[start of Task inputs]
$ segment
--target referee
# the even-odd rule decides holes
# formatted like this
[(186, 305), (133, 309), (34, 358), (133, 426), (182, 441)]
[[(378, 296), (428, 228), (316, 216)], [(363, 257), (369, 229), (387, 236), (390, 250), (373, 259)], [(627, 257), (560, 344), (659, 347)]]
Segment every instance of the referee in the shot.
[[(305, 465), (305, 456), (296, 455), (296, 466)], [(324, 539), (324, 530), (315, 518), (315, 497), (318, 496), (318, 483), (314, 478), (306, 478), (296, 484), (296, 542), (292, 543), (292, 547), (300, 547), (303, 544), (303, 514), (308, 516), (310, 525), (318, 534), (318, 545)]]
[end of Task inputs]
* **Aim of the exercise**:
Reproduce the listing above word for word, keeping every line and character unchanged.

* **Answer to this exercise**:
$ segment
--target referee
# the even-odd rule decides holes
# formatted like this
[(186, 305), (133, 309), (34, 358), (133, 426), (182, 441)]
[[(378, 296), (428, 228), (316, 216)], [(363, 257), (369, 229), (387, 236), (390, 250), (373, 259)], [(627, 257), (560, 344), (659, 347)]]
Segment every instance of the referee in the shot.
[[(305, 465), (305, 456), (296, 455), (296, 466)], [(324, 539), (324, 530), (315, 518), (315, 497), (318, 496), (318, 483), (314, 478), (306, 478), (296, 484), (296, 542), (292, 543), (292, 547), (300, 547), (303, 544), (303, 514), (308, 516), (310, 525), (318, 534), (318, 545)]]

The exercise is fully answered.